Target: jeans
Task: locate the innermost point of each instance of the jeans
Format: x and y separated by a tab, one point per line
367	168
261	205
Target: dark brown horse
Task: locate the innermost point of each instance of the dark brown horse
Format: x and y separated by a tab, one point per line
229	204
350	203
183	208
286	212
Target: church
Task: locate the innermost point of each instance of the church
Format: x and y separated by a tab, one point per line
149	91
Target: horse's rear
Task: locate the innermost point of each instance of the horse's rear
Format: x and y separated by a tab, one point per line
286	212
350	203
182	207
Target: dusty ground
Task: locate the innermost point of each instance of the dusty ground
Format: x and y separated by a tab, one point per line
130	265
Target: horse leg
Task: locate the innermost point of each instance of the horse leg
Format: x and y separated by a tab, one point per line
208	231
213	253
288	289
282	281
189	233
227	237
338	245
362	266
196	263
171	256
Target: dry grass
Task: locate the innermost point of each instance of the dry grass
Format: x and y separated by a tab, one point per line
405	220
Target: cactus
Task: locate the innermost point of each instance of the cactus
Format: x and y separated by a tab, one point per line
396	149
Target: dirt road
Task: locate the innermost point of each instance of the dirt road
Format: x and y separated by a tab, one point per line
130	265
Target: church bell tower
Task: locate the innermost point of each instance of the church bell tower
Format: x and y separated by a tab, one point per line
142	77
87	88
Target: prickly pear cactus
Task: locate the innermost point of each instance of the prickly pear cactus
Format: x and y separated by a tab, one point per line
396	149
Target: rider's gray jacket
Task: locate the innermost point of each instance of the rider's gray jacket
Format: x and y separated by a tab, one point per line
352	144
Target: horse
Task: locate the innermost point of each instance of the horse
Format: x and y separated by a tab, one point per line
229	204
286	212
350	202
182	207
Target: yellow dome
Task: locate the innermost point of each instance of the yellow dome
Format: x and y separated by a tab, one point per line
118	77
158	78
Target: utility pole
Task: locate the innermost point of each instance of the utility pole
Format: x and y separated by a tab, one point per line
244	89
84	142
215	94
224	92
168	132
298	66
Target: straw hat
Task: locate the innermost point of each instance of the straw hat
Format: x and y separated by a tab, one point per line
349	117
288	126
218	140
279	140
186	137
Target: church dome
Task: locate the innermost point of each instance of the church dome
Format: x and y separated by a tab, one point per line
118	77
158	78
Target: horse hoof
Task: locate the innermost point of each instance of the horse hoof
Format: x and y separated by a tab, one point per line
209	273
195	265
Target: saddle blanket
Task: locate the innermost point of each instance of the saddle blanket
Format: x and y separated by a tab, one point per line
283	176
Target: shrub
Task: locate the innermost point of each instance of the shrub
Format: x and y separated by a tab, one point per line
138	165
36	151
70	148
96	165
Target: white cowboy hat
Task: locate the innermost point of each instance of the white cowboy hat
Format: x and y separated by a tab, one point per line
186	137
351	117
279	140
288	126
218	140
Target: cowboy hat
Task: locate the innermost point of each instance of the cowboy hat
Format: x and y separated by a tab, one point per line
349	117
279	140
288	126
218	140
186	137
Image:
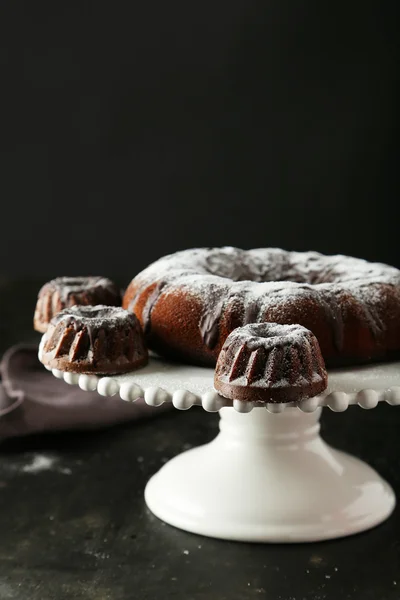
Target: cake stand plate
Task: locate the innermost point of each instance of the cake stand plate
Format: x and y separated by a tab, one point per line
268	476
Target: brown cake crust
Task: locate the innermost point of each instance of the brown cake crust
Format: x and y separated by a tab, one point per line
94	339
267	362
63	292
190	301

============

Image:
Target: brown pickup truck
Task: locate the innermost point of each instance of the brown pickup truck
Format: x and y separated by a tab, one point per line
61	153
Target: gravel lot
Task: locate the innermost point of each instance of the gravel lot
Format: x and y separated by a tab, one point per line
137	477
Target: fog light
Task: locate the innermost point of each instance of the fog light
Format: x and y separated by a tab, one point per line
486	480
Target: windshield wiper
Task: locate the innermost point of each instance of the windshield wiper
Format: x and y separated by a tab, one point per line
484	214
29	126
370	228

============

● WHAT YOU ARE ASKED TO DO: Pick out every line in the records above that contains the word "grass", and copy each of those lines.

● RESULT BELOW:
Target: dry grass
Task: locate the innermost point of each instance of the dry grass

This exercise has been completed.